* _TASK OBJECTIVE_: Your job with the data below is to output exactly the lines from the one holding "of the foreground" down to the one holding "of the snow-capped", both included, and no others.

Stored items from a collection
-=-=-=-=-

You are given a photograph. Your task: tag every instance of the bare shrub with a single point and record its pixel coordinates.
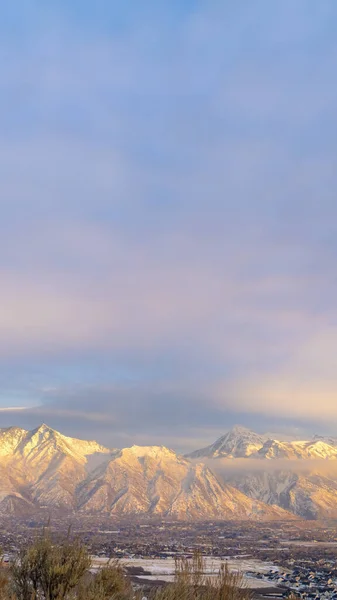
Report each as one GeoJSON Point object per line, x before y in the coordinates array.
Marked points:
{"type": "Point", "coordinates": [191, 582]}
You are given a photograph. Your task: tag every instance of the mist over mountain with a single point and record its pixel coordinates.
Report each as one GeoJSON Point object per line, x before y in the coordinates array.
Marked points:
{"type": "Point", "coordinates": [243, 475]}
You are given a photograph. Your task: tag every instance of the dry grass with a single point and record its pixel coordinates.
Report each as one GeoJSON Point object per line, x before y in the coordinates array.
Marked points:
{"type": "Point", "coordinates": [192, 583]}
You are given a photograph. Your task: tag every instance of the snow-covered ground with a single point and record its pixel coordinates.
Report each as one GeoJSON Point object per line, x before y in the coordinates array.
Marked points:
{"type": "Point", "coordinates": [163, 569]}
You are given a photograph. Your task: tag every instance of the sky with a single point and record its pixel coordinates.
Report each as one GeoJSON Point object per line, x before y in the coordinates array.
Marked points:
{"type": "Point", "coordinates": [168, 231]}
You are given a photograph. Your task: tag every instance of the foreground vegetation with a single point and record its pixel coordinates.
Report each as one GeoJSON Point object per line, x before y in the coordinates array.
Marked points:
{"type": "Point", "coordinates": [48, 571]}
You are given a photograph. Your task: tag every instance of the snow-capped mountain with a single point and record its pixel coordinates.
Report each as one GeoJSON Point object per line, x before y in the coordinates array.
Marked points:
{"type": "Point", "coordinates": [308, 495]}
{"type": "Point", "coordinates": [239, 442]}
{"type": "Point", "coordinates": [299, 476]}
{"type": "Point", "coordinates": [155, 481]}
{"type": "Point", "coordinates": [42, 468]}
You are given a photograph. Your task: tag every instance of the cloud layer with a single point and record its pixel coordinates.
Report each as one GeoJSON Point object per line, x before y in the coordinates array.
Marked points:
{"type": "Point", "coordinates": [168, 218]}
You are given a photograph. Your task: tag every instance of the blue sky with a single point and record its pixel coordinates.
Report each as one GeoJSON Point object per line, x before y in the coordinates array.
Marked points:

-=-=-=-=-

* _TASK ANSWER_:
You are given a photograph. Your task: tag every instance of the foreground vegetation with a single point and record its pixel coordinates.
Report each as one GeoJSON Point object per line, x before y in the coordinates array.
Marked points:
{"type": "Point", "coordinates": [48, 571]}
You are given a photograph. Your task: tag every instance of the snow-capped mountain with a single point and record its pixel coordinates.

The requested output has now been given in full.